Continue the article on the history of home pregnancy tests from where it stops, starting after its final line.

(READING TEXT begins)

In 1977 the first home pregnancy tests came into our drugstores. Not the sveltely packaged wands with catchy marketing slogans that we’ve come to know, but more a handheld chemistry set with intricate instructions for a science experiment in your own bathroom.
A home pregnancy test kit in those days consisted of a vial of purified water, an angled mirror, a test tube and red blood cells taken from a sheep!
During the 1960s, a pregnancy test was only available by making an appointment to see your doctor and a two week wait for the results of a urine or blood analysis.
Margaret Crane was a freelance graphic designer at a pharmaceutical company and clearly had a scientific curiosity. Having seen a row of test tubes angled over mirrors in one of the labs, she was interested to hear that the tubes were full of urine and reagents for pregnancy tests. The reagents would cause a reaction that would allow a red ring to be reflected into the mirror. “I was absolutely certain that [a home pregnancy test] would be very useful,” she said, when interviewed later. “A woman should have the right to be the first to know if she was pregnant and not have to wait weeks for an answer.”
Initial reactions from the pharmaceutical company that Crane worked for were not encouraging. Their concern was that they’d lose a sizeable part of their business from doctors. However Organon Vice President went to their parent company, AZKO, in the Netherlands and managed to obtain a budget for marketing and production. Many feared that there was a strong moral dilemma that women did not, in fact, have the right to test themselves for pregnancy and that it could be linked to abortion which in turn would anger many churches against a woman’s right to know whether she was pregnant.
Today’s pregnancy test kits also work in the same way by detecting increasing Human chorionic gonadotropin (hCG) in a pregnant woman’s urine. hCG is a glycoprotein secreted by the placenta shortly after fertilization, usually around 6 days after conception. As conception doesn’t always take place at the same time as intercourse, women are advised to wait to take a pregnancy test till after they have missed their period. Once a woman is pregnant, her hCG levels double approximately every 2 days.
Pregnancy tests bought over the counter are now just as reliable as a test performed at your doctors office. hCG hormone traces can be found in either blood or urine and both have the highest concentration in the morning. Home pregnancy test kits are not affected by antibiotics, the contraceptive pill, medicines, illegal drugs or alcohol. However, fertility treatments can affect the results and can provide a false positive reading.
How Does a Pregnancy Test Work?

(READING TEXT ends)
(SOURCE DATA begins)

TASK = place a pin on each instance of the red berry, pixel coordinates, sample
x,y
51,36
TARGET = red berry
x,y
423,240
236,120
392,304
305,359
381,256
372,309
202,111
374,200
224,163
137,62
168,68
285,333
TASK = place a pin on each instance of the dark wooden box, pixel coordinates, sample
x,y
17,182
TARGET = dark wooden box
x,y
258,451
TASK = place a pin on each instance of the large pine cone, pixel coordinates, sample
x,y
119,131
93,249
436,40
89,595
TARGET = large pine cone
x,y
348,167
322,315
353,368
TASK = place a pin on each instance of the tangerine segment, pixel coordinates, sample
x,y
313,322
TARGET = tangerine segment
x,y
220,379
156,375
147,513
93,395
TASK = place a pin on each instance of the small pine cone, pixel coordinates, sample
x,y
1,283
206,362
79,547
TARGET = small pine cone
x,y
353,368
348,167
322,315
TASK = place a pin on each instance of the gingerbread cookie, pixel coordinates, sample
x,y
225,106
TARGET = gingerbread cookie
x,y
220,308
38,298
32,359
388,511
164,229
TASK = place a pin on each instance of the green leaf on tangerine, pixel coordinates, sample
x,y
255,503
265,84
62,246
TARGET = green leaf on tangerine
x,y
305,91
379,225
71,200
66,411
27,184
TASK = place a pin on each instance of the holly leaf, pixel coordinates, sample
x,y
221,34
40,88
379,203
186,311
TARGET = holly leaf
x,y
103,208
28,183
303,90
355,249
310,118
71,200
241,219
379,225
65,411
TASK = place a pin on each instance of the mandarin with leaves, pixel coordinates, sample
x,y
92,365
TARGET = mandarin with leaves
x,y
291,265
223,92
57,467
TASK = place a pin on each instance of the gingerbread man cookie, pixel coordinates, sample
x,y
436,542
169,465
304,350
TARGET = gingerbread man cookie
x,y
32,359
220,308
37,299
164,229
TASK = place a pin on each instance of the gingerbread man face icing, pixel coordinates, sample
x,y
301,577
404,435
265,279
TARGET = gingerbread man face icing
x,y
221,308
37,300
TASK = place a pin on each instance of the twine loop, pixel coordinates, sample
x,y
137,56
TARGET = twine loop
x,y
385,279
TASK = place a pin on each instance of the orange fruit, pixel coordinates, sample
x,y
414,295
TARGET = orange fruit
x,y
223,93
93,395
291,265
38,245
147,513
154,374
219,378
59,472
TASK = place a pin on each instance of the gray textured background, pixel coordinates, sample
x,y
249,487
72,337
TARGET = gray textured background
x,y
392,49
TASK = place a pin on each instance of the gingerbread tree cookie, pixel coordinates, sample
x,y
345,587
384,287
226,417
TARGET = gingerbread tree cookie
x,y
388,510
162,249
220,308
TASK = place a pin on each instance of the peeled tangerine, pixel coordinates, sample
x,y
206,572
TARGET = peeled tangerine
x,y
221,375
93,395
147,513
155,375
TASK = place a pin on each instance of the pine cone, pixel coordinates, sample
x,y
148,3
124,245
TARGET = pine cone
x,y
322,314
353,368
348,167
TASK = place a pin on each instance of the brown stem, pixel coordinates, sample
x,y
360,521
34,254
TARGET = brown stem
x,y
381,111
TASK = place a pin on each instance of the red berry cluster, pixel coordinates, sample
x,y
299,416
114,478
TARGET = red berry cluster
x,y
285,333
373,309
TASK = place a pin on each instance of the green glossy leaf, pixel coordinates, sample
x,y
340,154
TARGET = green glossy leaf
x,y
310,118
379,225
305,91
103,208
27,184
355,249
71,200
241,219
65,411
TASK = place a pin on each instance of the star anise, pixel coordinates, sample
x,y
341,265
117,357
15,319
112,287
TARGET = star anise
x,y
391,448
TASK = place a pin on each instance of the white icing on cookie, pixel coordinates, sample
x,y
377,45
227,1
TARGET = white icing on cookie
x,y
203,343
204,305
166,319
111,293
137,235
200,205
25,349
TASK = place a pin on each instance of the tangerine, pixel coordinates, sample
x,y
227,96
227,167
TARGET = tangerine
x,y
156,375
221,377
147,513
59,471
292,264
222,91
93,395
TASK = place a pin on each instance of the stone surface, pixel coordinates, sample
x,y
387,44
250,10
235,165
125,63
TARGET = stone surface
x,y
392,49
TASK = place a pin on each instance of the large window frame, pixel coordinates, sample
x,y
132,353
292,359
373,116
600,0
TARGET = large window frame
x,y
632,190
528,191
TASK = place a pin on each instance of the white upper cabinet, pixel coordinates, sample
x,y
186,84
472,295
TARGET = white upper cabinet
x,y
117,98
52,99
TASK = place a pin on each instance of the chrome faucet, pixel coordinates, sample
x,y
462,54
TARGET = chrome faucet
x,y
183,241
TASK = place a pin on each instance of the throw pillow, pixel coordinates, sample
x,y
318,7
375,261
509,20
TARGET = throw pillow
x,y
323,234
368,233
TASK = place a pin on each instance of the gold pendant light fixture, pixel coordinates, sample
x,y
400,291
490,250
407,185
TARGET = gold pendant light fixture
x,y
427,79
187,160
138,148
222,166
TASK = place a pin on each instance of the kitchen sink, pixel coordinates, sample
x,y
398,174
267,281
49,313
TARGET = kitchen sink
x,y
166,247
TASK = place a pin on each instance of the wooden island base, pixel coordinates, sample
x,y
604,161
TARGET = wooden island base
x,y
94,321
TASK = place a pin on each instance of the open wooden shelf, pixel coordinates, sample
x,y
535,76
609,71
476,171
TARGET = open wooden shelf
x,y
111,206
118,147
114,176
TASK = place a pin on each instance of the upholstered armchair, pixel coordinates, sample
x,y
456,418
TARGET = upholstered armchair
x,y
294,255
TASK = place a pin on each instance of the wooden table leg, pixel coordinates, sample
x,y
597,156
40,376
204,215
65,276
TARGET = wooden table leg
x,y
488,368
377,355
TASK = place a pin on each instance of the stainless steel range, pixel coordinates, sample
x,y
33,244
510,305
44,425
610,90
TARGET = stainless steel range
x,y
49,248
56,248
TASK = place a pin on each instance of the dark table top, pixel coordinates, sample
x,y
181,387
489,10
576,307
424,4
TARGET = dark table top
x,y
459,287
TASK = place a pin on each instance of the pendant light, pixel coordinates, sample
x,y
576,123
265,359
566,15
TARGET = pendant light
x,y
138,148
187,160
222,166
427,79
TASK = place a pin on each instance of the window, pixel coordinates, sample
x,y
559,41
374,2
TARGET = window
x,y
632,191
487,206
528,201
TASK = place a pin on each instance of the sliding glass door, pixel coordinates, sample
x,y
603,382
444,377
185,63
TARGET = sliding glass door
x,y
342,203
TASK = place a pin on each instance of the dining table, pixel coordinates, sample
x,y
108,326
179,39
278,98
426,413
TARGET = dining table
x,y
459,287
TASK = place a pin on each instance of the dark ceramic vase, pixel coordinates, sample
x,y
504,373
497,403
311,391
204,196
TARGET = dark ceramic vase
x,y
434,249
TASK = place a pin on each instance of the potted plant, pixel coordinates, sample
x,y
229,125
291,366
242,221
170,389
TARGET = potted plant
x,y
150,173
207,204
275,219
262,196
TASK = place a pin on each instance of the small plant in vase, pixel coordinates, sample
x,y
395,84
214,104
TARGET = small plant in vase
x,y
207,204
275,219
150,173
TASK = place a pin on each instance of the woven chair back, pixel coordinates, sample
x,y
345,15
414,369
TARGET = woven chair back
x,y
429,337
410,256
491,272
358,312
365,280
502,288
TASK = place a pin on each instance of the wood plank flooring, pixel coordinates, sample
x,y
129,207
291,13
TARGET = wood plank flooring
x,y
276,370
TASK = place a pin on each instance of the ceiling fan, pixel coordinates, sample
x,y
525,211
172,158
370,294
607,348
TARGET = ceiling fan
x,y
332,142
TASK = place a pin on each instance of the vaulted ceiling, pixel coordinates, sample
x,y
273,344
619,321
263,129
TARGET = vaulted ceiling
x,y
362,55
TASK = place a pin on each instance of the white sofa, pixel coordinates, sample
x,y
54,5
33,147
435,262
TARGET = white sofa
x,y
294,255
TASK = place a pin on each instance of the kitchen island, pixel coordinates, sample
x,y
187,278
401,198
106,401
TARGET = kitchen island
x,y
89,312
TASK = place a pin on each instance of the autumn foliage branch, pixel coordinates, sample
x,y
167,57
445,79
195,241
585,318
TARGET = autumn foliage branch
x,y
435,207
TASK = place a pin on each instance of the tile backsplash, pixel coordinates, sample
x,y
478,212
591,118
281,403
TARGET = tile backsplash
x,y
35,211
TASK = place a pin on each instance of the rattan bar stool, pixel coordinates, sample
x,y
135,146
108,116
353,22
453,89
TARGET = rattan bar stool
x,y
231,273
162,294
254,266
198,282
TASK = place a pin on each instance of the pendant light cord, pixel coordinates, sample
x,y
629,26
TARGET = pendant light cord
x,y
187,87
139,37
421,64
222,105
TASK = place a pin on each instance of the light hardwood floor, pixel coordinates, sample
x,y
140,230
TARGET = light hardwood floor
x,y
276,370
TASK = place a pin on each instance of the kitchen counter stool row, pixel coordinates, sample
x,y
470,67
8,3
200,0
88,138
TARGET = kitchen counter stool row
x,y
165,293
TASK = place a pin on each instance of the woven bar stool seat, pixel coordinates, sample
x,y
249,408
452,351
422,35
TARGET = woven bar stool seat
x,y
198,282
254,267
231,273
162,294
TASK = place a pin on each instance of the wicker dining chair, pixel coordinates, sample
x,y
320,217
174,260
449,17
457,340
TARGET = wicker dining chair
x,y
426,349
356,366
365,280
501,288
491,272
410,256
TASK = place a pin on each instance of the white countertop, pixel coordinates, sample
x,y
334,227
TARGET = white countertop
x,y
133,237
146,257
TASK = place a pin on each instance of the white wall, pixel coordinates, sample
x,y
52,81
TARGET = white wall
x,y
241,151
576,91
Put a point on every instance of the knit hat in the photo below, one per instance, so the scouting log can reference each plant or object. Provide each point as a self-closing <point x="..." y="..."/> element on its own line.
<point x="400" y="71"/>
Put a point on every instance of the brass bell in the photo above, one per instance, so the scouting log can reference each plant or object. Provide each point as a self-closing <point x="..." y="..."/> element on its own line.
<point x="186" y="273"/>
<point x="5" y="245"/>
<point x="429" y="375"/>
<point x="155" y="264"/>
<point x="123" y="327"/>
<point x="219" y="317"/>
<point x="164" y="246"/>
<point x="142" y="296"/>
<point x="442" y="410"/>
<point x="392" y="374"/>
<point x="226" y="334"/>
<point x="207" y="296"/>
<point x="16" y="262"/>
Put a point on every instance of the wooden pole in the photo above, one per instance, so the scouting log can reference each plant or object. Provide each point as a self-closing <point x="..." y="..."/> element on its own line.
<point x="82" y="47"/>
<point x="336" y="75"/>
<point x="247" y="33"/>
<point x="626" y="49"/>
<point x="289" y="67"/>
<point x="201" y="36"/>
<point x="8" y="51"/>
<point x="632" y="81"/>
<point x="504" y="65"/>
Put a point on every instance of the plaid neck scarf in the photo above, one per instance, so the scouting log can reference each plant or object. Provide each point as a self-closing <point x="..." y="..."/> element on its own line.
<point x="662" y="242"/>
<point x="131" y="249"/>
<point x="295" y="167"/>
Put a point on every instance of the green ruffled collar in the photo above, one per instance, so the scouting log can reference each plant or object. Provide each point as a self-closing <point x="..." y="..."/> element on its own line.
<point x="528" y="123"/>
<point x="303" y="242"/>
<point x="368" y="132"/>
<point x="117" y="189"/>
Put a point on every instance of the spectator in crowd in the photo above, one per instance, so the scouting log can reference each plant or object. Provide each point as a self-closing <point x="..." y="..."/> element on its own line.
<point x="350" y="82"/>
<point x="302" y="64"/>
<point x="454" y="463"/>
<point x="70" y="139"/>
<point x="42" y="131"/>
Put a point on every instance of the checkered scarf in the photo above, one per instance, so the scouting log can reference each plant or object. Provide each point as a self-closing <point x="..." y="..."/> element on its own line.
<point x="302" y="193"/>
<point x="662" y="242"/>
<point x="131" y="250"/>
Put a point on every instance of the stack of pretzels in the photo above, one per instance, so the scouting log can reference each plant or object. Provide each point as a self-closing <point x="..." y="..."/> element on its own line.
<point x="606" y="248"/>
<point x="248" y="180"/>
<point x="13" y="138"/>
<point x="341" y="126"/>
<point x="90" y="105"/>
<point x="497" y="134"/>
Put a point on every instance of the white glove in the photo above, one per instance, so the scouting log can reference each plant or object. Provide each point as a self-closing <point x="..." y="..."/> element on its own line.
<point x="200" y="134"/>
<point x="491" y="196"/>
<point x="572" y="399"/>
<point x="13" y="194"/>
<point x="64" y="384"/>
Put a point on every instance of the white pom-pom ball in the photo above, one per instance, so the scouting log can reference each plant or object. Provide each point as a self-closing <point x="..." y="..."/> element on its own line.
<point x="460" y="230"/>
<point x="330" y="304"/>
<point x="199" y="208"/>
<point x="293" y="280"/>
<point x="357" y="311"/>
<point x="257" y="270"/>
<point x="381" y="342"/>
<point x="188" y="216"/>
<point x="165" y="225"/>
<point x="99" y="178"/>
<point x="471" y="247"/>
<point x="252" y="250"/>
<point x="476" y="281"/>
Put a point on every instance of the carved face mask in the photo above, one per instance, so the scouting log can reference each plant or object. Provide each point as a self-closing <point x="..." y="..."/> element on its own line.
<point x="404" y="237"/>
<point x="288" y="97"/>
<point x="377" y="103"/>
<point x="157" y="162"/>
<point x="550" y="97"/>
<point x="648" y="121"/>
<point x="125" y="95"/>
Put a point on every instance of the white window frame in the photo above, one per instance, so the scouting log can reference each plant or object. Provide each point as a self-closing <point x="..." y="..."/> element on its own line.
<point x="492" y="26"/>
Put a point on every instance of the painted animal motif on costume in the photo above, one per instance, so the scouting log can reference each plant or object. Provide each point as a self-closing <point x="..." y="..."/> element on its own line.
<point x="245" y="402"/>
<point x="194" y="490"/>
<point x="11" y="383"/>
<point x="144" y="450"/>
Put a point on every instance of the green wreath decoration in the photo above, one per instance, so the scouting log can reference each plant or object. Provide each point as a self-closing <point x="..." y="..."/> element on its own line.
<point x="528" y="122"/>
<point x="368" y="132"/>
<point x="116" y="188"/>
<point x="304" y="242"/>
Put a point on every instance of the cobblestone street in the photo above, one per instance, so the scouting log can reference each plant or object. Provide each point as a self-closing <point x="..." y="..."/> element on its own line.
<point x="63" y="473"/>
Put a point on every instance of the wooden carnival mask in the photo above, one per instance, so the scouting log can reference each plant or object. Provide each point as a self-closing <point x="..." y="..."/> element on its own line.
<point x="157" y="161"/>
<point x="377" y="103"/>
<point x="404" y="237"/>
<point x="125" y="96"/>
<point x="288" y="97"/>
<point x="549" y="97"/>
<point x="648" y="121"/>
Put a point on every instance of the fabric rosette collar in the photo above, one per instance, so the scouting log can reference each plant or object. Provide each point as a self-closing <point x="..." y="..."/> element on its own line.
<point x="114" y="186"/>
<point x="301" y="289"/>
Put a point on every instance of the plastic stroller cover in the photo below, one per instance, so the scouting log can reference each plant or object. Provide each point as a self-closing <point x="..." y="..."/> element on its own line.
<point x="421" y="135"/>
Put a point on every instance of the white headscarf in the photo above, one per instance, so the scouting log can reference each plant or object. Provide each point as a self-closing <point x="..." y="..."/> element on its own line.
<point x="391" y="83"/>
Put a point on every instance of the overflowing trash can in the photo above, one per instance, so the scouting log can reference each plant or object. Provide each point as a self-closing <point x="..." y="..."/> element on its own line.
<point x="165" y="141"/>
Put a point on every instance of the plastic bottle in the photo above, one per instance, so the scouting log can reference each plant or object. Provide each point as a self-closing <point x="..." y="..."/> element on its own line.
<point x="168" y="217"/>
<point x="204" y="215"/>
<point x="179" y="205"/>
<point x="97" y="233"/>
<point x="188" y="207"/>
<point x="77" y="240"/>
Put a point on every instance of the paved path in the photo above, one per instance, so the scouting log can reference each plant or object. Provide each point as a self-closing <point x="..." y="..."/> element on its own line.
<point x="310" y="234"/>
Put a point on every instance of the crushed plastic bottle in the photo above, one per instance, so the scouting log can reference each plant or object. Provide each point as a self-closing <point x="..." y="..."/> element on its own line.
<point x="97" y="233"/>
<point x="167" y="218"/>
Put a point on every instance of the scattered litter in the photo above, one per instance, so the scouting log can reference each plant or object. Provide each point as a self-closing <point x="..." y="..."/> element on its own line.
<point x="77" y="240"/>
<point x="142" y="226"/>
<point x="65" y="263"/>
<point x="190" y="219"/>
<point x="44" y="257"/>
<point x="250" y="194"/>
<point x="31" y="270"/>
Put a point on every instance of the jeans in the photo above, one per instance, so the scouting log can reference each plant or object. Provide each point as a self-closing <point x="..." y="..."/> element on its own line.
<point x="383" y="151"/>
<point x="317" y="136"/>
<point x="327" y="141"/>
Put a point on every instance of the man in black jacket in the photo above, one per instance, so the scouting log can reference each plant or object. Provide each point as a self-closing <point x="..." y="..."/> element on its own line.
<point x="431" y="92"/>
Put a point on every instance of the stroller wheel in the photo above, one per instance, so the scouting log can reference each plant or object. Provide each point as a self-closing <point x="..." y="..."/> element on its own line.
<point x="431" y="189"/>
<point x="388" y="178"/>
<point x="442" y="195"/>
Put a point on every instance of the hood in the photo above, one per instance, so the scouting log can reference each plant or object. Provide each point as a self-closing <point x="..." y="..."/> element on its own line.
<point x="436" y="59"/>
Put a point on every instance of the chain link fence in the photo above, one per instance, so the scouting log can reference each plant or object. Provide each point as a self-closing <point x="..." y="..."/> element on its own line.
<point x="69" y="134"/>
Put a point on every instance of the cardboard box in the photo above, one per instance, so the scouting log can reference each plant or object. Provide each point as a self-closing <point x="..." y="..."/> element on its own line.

(SOURCE DATA ends)

> **RESULT BELOW**
Urine is absorbed by the fibres in the test stick that are coated with molecules called capture antibodies. These antibodies specifically attract hCG. Pregnancy test wands usually have 3 layers including the reaction zone, the test zone and the control zone. Each zone has capture antibodies that can activate indicator pigment molecules when they detect hCG.
Throughout time there have been various, less scientific, ways that pregnancies have been predicted. One of the oldest recorded descriptions of a pregnancy test is from Egypt and required the woman involved to urinate on wheat and barley seeds. If the wheat grew the Egyptians believed that the woman would give birth to a girl and a boy if the barley grew. If neither grew, they concluded, the woman wasn’t pregnant.
During the 18th and 19th centuries, some doctors believed you could find visible signs within a urine sample that a woman was pregnant. Around the end of the 19th century, scientists began to experiment with chemicals and the word ‘hormone’ was first used in 1905. By the 1920s human chorionic gonadotropin (hCG) had been identified in high concentrations in pregnant women.
German scientists, Selmar Aschheim and Bernhard Zondek’s test, known as the AZ test, involved injecting a pregnant woman’s urine into a mouse or rat which sent the animal into heat. Sadly, you could only find out if this had actually happened by killing the mouse or rat and dissecting it. Soon the mice and rats had been replaced with rabbits and frogs. But the tests weren’t always that accurate and a woman still needed a doctor to perform the test. It wasn’t until 1972 that Judith Vaitukaitis and Glenn Braunstein, researchers at the National Institutes of Health, were able to identify an immunoassay that was able to recognize the levels of hCG, rather than just its presence.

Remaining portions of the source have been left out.